People living in urban areas are typically surrounded by a mixture of sounds associated with humans and their activities.19 According to the European Environmental Agency, road traffic is by far the main source of exposure to transportation noise in Europe.20 The non-auditory consequences of typical ambient noise exposure on children have already been highlighted, including stress,21 mental health effects,22 and neurobehavioral effects.23 However, very few studies have been conducted on the effects of the chronic ambient noise exposure on the cognitive processes or school performance of children at a level that is common in residential areas. Lercher et al.24 observed worse memory when comparing two groups of children chronically exposed to ambient noise at home (road and rail traffic, 46 vs. 62 dB Ldn). Shield and Dockrell25 identified negative correlations between noise at school (mainly road traffic noise in the range of 49–75 dB LAeq,5min) and the children’s academic performance in literacy, mathematics, and science. The results of these studies are not sufficient to establish an exposure–effect relationship between the chronic combined exposure to noise that occurs in a residential area at home and at school and the cognitive performance of children.

The aim of this study was to assess the relationship between typical ambient noise exposure at home and at school and the school performance of 8- to 9-year-old children living in an urban environment.

[REQUIRED TASKS]
A - From the passage on ambient noise and children's school performance, write out the stretch from "The aim of this" through "an urban environment.".
B - According to the passage on ambient noise and children's school performance, what does the European Environmental Agency identify as the main source of exposure to transportation noise in Europe?

[Excerpt from a dataset]
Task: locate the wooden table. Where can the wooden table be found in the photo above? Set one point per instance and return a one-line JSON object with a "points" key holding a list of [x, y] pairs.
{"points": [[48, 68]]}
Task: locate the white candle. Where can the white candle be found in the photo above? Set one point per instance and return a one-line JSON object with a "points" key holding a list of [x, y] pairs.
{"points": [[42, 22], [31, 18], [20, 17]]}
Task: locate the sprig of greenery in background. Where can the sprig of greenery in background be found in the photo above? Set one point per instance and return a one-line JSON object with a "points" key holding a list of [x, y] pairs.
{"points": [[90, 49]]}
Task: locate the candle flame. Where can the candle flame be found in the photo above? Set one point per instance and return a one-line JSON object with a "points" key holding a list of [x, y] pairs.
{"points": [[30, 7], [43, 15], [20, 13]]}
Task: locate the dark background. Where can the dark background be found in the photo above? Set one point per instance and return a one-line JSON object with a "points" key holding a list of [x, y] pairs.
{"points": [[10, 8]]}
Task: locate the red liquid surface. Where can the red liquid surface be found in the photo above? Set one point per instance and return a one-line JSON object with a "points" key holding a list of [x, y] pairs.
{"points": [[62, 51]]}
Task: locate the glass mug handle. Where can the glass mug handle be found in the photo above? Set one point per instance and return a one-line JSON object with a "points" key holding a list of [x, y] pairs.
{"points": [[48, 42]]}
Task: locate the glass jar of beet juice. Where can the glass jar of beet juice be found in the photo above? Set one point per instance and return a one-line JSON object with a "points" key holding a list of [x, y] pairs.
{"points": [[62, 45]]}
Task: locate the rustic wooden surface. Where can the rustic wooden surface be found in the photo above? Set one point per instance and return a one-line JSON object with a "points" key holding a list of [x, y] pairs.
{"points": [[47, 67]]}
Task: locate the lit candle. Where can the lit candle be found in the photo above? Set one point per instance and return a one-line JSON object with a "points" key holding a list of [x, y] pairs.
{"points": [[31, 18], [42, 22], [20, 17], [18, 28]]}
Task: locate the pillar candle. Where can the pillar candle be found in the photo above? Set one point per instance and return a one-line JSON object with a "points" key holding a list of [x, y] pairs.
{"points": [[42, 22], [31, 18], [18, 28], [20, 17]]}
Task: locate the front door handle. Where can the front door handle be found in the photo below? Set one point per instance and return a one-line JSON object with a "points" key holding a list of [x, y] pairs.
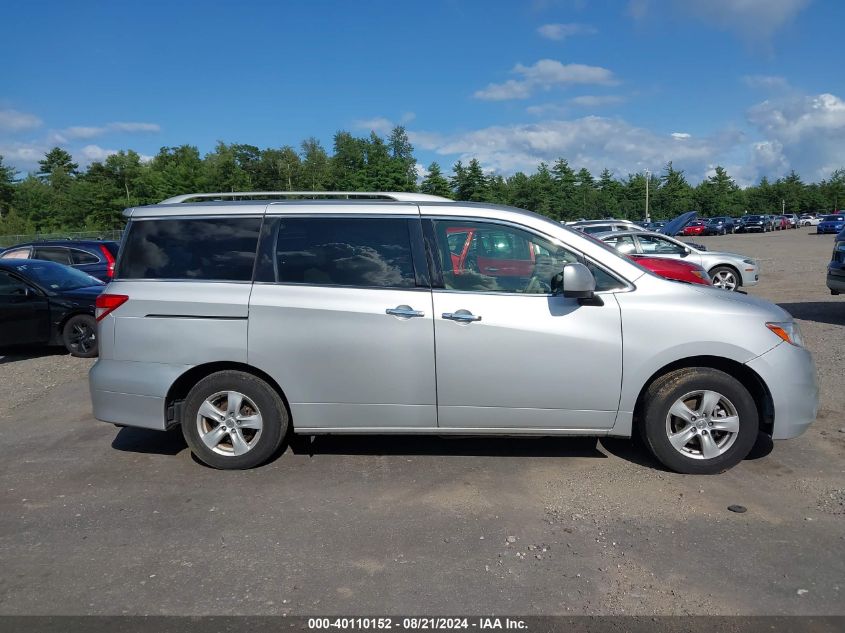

[SOLUTIONS BELOW]
A -
The aim of this study was to assess the relationship between typical ambient noise exposure at home and at school and the school performance of 8- to 9-year-old children living in an urban environment.

B - Road traffic.